Passage given —
[start]

Processing the information on citywide or open to Brooklyn borough residents middle schools from the *nyc school help* webpage into a csv file for reuse.

<a id="read"></a> 
#### Read data

In [None]:
basePath = r"G:\My Drive\Kids\NYC_schools_mapped"
dataFolder = r"raw_data"
outputFolder = r"processed_data"

In [None]:
## Read data by schools

#Read math results
fileName_math = "school-math-results-2013-2023-(public).xlsx"
mathPath = os.path.join(basePath,dataFolder,fileName_math)
print(mathPath)
sheetName_math = "All"
mathResultsDF = pd.read_excel(mathPath, sheetName_math)

#Read ELA results
fileName_ELA = "school-ela-results-2013-2023-(public).xlsx"
ELAPath = os.path.join(basePath, dataFolder, fileName_ELA)
print(ELAPath)
sheetName_ELA = "All"
ELAResultsDF = pd.read_excel(ELAPath, sheetName_ELA)

#Read demographic file
fileName_demog = "demographic-snapshot-2018-19-to-2022-23-(public).xlsx"
demogPath = os.path.join(basePath, dataFolder, fileName_demog)
print(demogPath)
sheetName_demog = "School"
demogData = pd.read_excel(demogPath, sheetName_demog)

#Read school status file
fileName_status = "cityBoroughWideschools.csv"
statusPath = os.path.join(basePath, dataFolder, fileName_status)
print(statusPath)
statusData = pd.read_csv(statusPath)

In [None]:
# Initializing the list of subjects to use throughout the notebook
subjects = ['Math', 'ELA'] 

In [None]:
# For convinience of future analysis, adding the data tables into dictionnairy by subjects
resultsDFs = {'Math': mathResultsDF, 'ELA': ELAResultsDF}

In [None]:
# resultsDF.info() showed that most of the columns are objects instead of numbers and 
# needed to be converted
for subject in subjects:
    resultsDF = resultsDFs[subject]
    resultsDF_colToConvert = ['Mean Scale Score',
     'Grade',                             
     '# Level 1',
     '% Level 1',
     '# Level 2',
     '% Level 2',
     '# Level 3',
     '% Level 3',
     '# Level 4',
     '% Level 4',
     '# Level 3+4',
     '% Level 3+4']
    resultsDF[resultsDF_colToConvert] = resultsDF[resultsDF_colToConvert].apply(pd.to_numeric, errors = 'coerce')
    resultsDF.info()
    print(len(resultsDF))

[end]

[Records of labeled boxes]
[start]

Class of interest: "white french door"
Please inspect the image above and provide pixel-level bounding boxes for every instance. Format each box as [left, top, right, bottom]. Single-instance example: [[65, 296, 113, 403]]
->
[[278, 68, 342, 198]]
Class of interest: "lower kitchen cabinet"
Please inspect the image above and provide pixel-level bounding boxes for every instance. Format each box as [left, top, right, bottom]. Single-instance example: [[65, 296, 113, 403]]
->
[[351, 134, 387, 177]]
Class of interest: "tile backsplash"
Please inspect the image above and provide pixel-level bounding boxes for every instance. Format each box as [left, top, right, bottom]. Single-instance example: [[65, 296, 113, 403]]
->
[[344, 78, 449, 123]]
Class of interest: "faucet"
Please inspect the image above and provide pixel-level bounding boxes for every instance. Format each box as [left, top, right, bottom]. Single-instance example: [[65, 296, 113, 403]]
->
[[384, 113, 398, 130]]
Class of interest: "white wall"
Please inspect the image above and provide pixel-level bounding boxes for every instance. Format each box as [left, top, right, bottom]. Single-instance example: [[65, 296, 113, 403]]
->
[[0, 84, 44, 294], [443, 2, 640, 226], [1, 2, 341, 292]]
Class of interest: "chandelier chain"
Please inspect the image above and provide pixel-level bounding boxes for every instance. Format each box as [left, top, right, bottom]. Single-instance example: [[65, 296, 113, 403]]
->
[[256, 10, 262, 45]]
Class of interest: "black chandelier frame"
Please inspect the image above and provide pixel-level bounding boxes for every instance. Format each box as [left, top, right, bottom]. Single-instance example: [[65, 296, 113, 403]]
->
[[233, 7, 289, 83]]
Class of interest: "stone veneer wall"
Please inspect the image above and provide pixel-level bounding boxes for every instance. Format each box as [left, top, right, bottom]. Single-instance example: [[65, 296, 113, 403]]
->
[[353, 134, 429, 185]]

[end]

The task — Resume the notebook on NYC middle school test data after its last line. The records come from a separate source.

Task response —
del resultsDF

In [None]:
## Read citywide data

# Read math results
fileName_cityMath = "citywide-math-results-2013-2023-(public).xlsx"
cityMathPath = os.path.join(basePath,dataFolder,fileName_cityMath)
print(cityMathPath)
sheetName_cityMath = "All"
cityMathDF = pd.read_excel(cityMathPath, sheetName_cityMath)

#Read ELA results
fileName_cityELA = "citywide-ela-results-2013-2023-(public).xlsx"
cityELAPath = os.path.join(basePath, dataFolder, fileName_cityELA)
print(cityELAPath)
sheetName_cityELA = "All"
cityELADF = pd.read_excel(cityELAPath, sheetName_cityELA)

In [None]:
# Dictionnary for citywide results
cityResultsDFs = {'Math': cityMathDF, 'ELA': cityELADF}

In [None]:
# Checking columns types
cityELADF.info()
cityMathDF.info()

In [None]:
# 'Grade' column in citywide data tables is object, convert to numeric
for subject in subjects:
    resultsDF = cityResultsDFs[subject]
    resultsDF['Grade'] = resultsDF['Grade'].apply(pd.to_numeric, errors = 'coerce')
    resultsDF.info()
    print(len(resultsDF))
    
del resultsDF

<a id="citywide"></a> 
### Getting the baseline change in tests results - citywide change

#### Prepare citywide dataframe with only middle school tests results (grades 6-8)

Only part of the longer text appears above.